__To do__. Each entry in the listing below should be restated word for word.

[START Listed records]

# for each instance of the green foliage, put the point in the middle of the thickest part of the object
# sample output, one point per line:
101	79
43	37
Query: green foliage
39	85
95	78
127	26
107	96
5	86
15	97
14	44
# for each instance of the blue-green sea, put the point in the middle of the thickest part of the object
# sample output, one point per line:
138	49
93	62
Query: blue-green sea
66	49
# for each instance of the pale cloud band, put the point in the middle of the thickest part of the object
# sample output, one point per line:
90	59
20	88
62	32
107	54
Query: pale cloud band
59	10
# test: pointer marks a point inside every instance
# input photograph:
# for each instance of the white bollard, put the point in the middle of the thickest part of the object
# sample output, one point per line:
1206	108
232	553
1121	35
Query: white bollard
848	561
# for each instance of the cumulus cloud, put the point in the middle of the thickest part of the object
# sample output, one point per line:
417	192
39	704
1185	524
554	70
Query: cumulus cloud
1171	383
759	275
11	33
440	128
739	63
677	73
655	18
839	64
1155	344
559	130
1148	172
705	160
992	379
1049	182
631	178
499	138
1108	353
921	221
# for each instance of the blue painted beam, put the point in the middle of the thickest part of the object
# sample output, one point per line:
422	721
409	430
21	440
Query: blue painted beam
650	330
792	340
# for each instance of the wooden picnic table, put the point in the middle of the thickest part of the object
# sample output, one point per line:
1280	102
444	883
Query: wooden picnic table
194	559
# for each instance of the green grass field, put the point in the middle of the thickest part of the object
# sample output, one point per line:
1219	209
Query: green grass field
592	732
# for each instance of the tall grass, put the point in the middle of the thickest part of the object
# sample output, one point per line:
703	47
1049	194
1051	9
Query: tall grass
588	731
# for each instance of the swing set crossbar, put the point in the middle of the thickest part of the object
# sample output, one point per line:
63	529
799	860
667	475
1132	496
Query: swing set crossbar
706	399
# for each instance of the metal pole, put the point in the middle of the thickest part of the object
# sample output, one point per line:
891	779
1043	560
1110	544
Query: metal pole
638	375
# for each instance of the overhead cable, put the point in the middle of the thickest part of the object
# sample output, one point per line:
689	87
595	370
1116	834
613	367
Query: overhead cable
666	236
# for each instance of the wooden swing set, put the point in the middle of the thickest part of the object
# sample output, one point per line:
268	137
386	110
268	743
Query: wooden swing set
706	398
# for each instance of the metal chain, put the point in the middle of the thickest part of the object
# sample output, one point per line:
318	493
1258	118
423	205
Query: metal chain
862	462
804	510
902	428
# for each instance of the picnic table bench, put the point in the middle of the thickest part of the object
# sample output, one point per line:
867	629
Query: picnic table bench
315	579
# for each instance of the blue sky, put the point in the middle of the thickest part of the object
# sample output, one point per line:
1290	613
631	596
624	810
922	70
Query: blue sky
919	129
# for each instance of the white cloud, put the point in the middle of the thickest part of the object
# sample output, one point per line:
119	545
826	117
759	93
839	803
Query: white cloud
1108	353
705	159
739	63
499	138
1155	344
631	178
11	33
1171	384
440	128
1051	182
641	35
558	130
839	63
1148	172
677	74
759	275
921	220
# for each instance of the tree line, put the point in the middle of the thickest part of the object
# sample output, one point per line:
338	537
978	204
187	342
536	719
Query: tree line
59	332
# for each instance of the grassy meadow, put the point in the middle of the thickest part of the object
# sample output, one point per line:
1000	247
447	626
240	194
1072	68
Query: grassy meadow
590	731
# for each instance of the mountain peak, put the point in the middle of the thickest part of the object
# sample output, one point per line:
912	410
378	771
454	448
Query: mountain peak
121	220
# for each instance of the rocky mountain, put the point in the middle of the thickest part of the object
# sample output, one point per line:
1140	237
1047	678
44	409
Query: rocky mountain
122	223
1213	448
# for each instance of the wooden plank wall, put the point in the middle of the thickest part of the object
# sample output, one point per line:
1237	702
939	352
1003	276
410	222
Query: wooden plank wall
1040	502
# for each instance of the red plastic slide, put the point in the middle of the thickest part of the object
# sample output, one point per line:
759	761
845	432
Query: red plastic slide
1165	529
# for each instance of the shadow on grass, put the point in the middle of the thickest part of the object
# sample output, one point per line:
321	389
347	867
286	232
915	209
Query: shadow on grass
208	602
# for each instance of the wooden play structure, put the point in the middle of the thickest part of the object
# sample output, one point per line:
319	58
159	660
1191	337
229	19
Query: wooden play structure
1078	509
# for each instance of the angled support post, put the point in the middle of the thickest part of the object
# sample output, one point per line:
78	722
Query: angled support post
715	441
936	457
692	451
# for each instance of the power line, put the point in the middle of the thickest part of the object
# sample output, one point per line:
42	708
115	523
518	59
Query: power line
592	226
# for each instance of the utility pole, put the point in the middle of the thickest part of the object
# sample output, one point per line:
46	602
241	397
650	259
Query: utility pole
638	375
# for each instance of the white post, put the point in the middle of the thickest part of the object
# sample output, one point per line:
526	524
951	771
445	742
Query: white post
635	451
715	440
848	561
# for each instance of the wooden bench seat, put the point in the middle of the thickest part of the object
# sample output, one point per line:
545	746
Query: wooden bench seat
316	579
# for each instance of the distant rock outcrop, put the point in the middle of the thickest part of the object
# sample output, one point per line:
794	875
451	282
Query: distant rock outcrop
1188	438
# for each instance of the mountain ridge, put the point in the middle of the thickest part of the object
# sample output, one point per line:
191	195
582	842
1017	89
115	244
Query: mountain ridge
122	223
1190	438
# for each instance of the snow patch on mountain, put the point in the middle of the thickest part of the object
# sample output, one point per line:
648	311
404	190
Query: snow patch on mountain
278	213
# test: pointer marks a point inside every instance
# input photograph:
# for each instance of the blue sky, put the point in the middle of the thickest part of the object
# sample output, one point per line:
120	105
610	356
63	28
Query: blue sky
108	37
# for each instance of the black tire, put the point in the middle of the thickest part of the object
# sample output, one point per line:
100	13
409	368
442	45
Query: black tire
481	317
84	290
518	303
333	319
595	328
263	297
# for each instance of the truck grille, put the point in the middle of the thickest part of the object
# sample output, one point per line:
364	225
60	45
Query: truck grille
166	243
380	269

[END Listed records]

__Solution__.
# for each instance of the green foliage, put the point in the middle of the thickest part of the object
# sample output, one point per line:
101	79
43	37
Query: green foliage
39	85
95	78
127	26
107	96
5	86
15	97
14	44
# for each instance of the blue-green sea, put the point in the middle of the thickest part of the object
# sample output, one point per line:
138	49
93	62
Query: blue-green sea
66	49
# for each instance of the pale cloud band, put the point in the middle of the thickest part of the object
# sample output, one point per line:
90	59
20	88
62	32
107	54
Query: pale cloud band
59	10
# test: pointer marks a point inside every instance
# input photograph:
# for each instance of the white bollard, put the point in the middle of the thickest part of the object
# sample output, one point per line:
1206	108
232	553
1121	35
Query: white bollard
848	561
# for each instance of the cumulus cloud, put the point in the middle of the thickest part of the object
# sample output, one point per line:
417	192
39	704
1185	524
554	70
Query: cumulus cloud
1171	383
759	275
11	33
440	128
739	63
677	73
655	18
839	64
1155	344
559	130
1148	172
705	160
992	379
1049	182
631	178
499	138
1108	353
921	221
# for each instance of the blue painted beam, put the point in the middle of the thickest part of the object
# sample output, one point per line:
422	721
409	430
21	440
Query: blue painted beam
650	330
792	340
# for each instance of the wooden picnic table, put the point in the middle of the thickest part of the object
# sample output, one point per line:
1280	102
444	883
Query: wooden picnic table
194	559
# for each instance of the green grass field, put the point in the middle of the thickest part of the object
# sample output, one point per line:
1219	209
Query: green grass field
592	732
# for each instance of the tall grass, put the point in the middle of the thickest part of the object
# sample output, one point per line:
703	47
1049	194
1051	9
Query: tall grass
588	731
# for each instance of the swing set crossbar, put the point in the middle of the thickest part of the object
# sample output, one point per line:
63	529
799	860
667	475
1132	496
Query: swing set crossbar
706	399
# for each instance of the metal pole, put the point in the middle of the thickest part of the object
# sample output, one point per line:
891	779
1043	560
1110	544
Query: metal pole
638	375
# for each instance of the overhead cable, put the point in the middle of the thickest part of the object
# sample output, one point per line:
689	87
595	370
1116	834
613	367
Query: overhead cable
666	236
# for each instance of the wooden swing set, put the point in the middle of the thickest part of the object
# sample output, one point per line:
268	137
386	110
268	743
Query: wooden swing set
706	398
# for each instance of the metal chain, put the point in the middle of the thickest part of the object
# sample output, one point per line:
318	493
1258	118
423	205
Query: metal chain
862	462
804	510
902	428
# for each instance of the picnic table bench, put the point in the middle of the thickest part of the object
# sample output, one point per line:
867	629
Query: picnic table bench
315	579
# for each instance of the blue sky, put the point in the middle of the thickest part of the object
# sample output, one point per line:
1290	613
631	596
624	810
922	70
Query: blue sky
919	129
# for each instance of the white cloud, put the point in the middle of the thickest part of the object
# sample output, one point per line:
119	545
826	117
759	93
839	803
Query: white cloud
1108	353
705	159
739	63
499	138
1155	344
631	178
11	33
1171	384
440	128
1051	182
641	35
558	130
839	63
1148	172
677	74
759	275
921	220
# for each instance of the tree line, put the point in the middle of the thickest part of the object
# sample output, one point per line:
338	537
978	204
187	342
536	719
Query: tree line
59	332
# for each instance of the grassy meadow, put the point in the middle of the thickest part of the object
# sample output, one point per line:
1000	247
447	626
240	194
1072	68
Query: grassy meadow
590	731
# for each instance of the mountain peak, put the point in the middle of the thickest part of the object
# sample output, one point per line:
912	410
378	771
454	448
Query: mountain peak
121	220
# for each instance of the rocky mountain, put the point in the middle of the thickest part of the object
# sample output, one point per line:
1140	237
1047	678
44	409
Query: rocky mountain
122	223
1213	448
# for each instance of the wooden plank wall, put the point in the middle of the thickest part of the object
# sample output, one point per line:
1237	702
939	352
1003	276
410	222
Query: wooden plank wall
1040	502
# for each instance of the red plastic slide, put the point in the middle of the thickest part of the object
# sample output, one point per line:
759	761
845	432
Query: red plastic slide
1165	529
# for each instance of the shadow on grass, put the point in the middle of the thickest part of the object
# sample output, one point per line:
321	389
347	867
286	232
915	209
Query: shadow on grass
208	602
# for each instance of the wooden play structure, put the point in the middle of the thickest part of the object
# sample output, one point per line:
319	58
159	660
1191	337
229	19
Query: wooden play structure
1078	509
# for each instance of the angled support post, put the point in the middle of the thickest part of the object
# sample output, one point per line:
78	722
Query: angled support post
715	441
936	457
692	451
# for each instance of the power line, put the point in the middle of the thickest part of the object
# sample output, one point per line:
42	708
115	523
518	59
Query: power line
592	226
# for each instance of the utility pole, put the point in the middle of the thickest part of the object
# sample output, one point per line:
46	602
241	397
650	259
Query: utility pole
638	375
# for each instance of the white post, put the point in the middle of the thickest part of the object
# sample output, one point per line:
526	524
951	771
445	742
Query: white post
635	451
715	440
848	561
# for each instance of the wooden bench seat, put the point in the middle of the thickest part of the object
# sample output, one point per line:
545	746
Query: wooden bench seat
316	579
# for each instance of the distant rock outcrop, put the point in the middle of the thickest part of the object
# sample output, one point per line:
794	875
451	282
Query: distant rock outcrop
1188	438
# for each instance of the mountain ridge, put the point in the middle of the thickest part of the object
# sample output, one point per line:
191	195
582	842
1017	89
115	244
Query: mountain ridge
122	223
1190	438
# for each instance of the snow patch on mountain, put the point in the middle of the thickest part of the object
# sample output, one point per line:
648	311
404	190
Query: snow patch on mountain
278	213
# test: pointer marks a point inside every instance
# input photograph:
# for each instance of the blue sky, put the point in the middle of the thickest part of the object
# sample output, one point per line:
120	105
610	356
63	28
Query: blue sky
108	37
# for each instance of the black tire, put the point in the middle of the thickest part of the object
# sample output, one point per line:
100	13
409	368
442	45
Query: black tire
481	317
84	290
518	303
333	319
595	328
263	297
# for each instance of the truck grille, put the point in the middle of the thickest part of the object
# sample output, one point per line:
364	225
60	45
Query: truck grille
166	243
380	269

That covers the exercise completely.